▶ Records for the exercise
>>>

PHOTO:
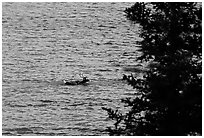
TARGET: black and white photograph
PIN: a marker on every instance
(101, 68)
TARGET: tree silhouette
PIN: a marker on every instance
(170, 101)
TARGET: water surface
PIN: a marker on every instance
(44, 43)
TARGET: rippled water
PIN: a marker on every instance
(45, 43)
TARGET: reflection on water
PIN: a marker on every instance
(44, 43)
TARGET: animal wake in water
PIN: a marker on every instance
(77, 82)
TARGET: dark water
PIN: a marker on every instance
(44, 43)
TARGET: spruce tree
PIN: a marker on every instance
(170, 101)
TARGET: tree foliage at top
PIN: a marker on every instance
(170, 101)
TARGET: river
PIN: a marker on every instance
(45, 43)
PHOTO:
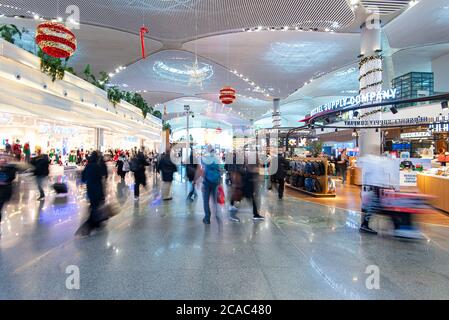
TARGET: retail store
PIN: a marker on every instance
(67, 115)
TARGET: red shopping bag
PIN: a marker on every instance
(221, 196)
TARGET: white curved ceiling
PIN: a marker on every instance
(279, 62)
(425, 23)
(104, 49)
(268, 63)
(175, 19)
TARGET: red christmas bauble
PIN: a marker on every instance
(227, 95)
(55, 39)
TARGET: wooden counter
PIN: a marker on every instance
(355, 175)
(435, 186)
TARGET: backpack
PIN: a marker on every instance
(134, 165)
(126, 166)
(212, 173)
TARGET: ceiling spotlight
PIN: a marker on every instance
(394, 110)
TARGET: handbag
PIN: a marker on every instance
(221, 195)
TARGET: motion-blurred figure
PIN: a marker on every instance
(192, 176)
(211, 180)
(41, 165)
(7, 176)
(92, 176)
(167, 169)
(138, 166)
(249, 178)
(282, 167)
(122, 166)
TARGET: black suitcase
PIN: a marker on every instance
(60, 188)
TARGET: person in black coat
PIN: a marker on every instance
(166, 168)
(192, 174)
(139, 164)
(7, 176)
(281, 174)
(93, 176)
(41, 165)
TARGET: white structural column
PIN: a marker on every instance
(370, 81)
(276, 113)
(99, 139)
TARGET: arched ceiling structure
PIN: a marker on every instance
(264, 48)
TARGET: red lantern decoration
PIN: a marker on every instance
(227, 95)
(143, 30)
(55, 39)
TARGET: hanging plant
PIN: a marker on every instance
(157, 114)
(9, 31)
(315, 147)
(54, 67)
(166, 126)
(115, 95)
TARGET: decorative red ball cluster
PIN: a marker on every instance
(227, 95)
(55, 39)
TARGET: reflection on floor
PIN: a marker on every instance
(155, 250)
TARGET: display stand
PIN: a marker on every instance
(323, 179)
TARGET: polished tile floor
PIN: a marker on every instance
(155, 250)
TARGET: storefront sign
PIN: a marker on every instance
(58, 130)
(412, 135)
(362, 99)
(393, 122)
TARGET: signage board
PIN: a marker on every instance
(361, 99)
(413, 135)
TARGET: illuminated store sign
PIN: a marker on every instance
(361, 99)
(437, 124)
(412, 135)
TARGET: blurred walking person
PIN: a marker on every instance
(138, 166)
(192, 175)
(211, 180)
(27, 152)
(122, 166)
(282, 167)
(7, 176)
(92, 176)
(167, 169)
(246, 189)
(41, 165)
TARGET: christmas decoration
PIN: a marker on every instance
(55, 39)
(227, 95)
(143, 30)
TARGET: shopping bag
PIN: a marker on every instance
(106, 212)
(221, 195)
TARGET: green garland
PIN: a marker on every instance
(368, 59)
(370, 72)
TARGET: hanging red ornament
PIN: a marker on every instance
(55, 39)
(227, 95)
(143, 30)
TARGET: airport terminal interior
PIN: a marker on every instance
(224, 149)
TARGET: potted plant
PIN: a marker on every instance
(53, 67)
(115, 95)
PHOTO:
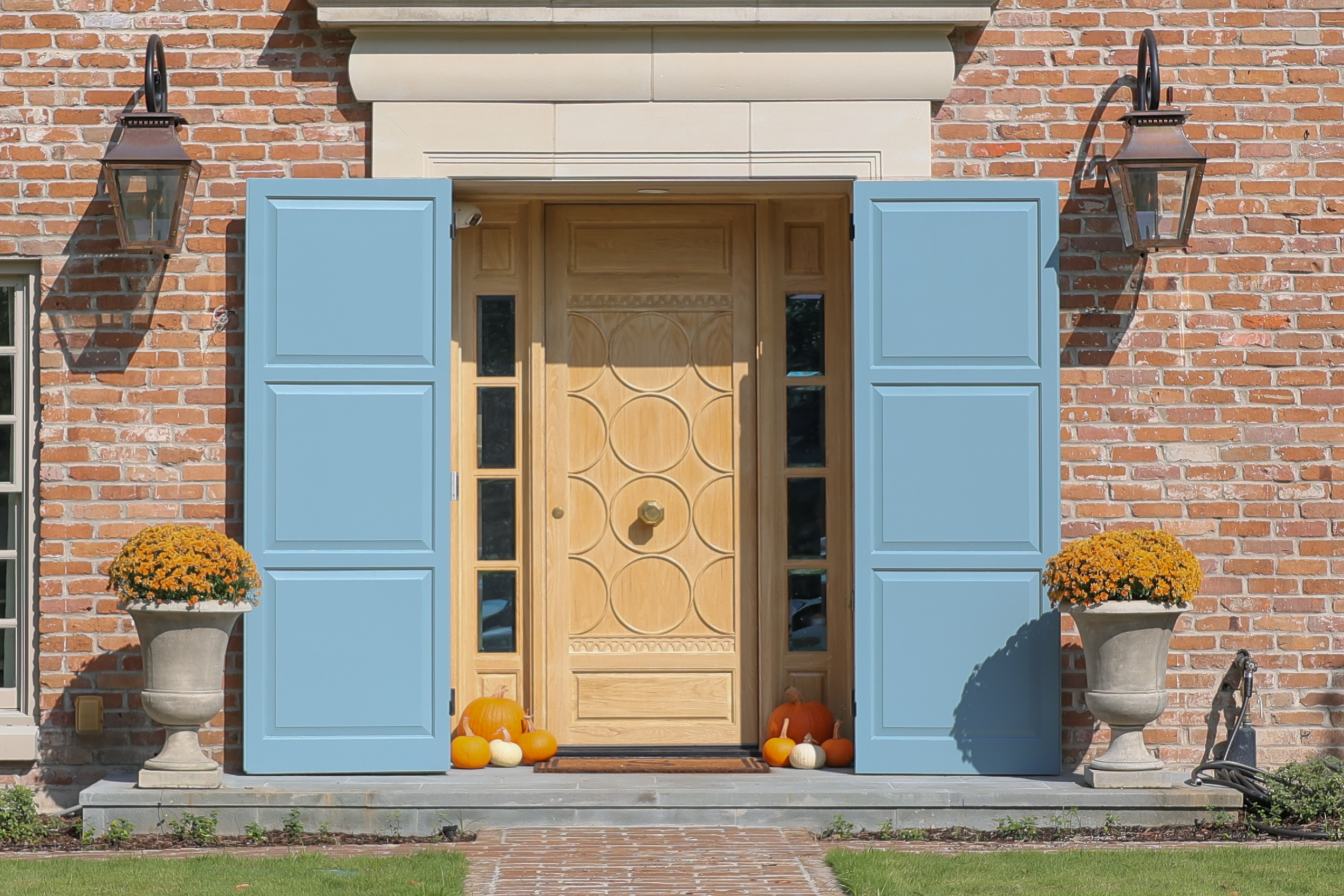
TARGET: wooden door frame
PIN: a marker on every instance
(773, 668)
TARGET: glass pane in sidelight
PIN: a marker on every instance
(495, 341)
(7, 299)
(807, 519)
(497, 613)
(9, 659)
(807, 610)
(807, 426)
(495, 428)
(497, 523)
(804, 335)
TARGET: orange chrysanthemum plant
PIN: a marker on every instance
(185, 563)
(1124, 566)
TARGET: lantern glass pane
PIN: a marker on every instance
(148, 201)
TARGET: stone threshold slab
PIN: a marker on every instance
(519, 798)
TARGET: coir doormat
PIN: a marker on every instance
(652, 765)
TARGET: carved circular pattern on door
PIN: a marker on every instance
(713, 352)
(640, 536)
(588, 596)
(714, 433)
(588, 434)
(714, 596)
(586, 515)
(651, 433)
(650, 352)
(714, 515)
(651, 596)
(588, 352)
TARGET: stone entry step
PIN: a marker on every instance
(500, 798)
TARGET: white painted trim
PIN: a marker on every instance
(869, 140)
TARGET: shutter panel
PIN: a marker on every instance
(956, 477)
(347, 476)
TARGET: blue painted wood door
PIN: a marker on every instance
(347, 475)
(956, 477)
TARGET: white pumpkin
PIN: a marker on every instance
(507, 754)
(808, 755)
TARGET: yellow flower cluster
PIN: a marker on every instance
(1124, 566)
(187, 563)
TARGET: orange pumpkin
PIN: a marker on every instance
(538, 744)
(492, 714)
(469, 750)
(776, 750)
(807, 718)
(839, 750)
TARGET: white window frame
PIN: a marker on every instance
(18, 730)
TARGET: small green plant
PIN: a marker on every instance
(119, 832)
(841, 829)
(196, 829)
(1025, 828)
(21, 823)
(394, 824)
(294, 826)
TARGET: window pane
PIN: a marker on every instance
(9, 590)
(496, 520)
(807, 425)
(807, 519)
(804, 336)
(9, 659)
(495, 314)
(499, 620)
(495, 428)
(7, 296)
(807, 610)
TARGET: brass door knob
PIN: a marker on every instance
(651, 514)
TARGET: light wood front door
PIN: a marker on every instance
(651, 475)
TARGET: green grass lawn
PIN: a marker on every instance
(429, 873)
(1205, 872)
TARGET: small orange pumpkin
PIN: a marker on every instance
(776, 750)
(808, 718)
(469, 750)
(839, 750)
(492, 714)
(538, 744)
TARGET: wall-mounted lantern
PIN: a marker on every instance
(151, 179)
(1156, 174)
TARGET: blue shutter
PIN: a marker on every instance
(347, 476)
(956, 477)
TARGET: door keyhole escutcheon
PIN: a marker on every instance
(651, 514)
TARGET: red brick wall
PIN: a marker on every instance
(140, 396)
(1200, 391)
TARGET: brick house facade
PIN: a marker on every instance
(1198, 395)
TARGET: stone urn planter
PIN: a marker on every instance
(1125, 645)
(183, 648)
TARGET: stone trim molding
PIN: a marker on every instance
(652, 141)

<<<
>>>

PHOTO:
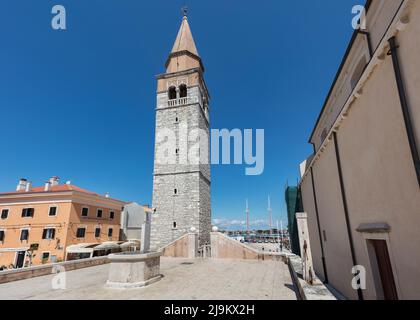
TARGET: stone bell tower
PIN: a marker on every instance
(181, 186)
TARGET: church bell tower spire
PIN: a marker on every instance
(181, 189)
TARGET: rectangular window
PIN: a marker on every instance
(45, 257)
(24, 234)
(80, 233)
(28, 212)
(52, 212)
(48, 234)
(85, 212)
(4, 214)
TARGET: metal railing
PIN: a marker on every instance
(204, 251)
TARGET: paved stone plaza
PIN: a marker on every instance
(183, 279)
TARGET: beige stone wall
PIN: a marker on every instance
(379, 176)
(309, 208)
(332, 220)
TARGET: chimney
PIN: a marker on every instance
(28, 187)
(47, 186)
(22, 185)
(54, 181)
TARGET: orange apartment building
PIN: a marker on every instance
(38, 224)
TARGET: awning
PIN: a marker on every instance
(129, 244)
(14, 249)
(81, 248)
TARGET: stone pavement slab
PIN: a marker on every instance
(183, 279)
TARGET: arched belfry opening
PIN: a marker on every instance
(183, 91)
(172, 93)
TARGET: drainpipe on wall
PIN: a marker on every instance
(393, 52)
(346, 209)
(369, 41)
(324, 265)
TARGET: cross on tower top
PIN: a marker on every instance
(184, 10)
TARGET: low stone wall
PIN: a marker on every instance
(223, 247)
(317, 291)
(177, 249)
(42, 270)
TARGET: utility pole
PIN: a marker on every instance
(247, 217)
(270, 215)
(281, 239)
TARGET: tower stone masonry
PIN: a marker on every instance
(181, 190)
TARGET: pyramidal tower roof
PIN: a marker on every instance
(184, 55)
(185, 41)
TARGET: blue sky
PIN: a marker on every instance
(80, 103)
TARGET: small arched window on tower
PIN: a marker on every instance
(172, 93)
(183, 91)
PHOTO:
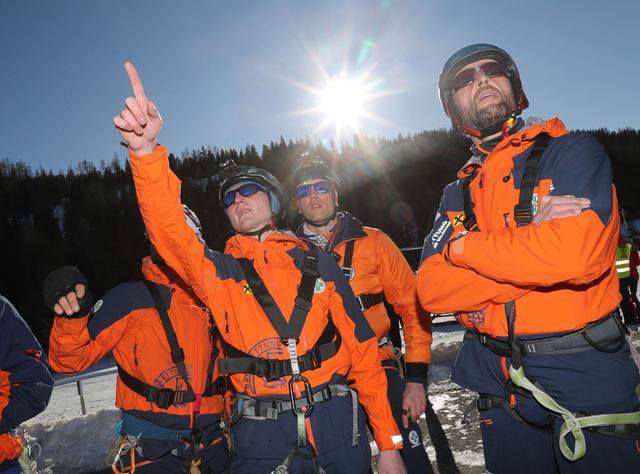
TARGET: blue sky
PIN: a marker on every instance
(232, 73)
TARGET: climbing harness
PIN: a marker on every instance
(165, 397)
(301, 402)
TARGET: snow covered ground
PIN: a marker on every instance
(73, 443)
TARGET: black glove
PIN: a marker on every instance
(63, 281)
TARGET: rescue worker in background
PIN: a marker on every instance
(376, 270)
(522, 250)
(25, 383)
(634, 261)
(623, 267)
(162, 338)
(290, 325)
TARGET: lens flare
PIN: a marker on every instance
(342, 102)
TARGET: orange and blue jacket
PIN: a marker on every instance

<<<

▶ Required work
Pick out and copy each line of the data above that contains the string "decoration", treating uppercase and lowercase as different.

▶ Expected output
TARGET: red lantern decoration
TARGET: christmas decoration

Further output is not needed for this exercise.